** Opening The input block **

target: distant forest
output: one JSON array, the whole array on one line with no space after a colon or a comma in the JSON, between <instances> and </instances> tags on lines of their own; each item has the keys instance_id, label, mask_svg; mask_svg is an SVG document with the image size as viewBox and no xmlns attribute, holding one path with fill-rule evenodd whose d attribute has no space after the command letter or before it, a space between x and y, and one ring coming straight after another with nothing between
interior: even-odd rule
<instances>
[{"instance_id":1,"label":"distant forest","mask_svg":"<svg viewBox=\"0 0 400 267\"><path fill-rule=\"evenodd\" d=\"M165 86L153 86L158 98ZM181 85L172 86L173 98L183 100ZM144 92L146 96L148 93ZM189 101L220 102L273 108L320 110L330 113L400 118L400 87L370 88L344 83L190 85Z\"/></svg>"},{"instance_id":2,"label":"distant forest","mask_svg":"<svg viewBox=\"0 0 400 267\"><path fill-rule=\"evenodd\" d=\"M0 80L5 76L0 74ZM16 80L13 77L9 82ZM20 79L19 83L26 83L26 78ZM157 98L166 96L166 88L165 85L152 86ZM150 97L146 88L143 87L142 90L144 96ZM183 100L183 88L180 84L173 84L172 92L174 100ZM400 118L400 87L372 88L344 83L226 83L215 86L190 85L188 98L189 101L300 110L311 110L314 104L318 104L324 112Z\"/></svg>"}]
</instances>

** Closing The input block **

• Task prompt:
The lines to return begin at the first line of the records and end at the line holding "output: one JSON"; please return them exactly, including both, and nothing beyond.

• Your solution:
target: distant forest
output: one JSON array, the whole array on one line with no space after a colon or a comma in the JSON, between <instances> and </instances> tags on lines of their own; each item has the keys instance_id, label, mask_svg; mask_svg is an SVG document with the image size as viewBox and no xmlns attribute, holding one path with fill-rule evenodd whose d attribute has no space after the command letter or before it, a space between x and y, and one ring coming straight after another with nothing between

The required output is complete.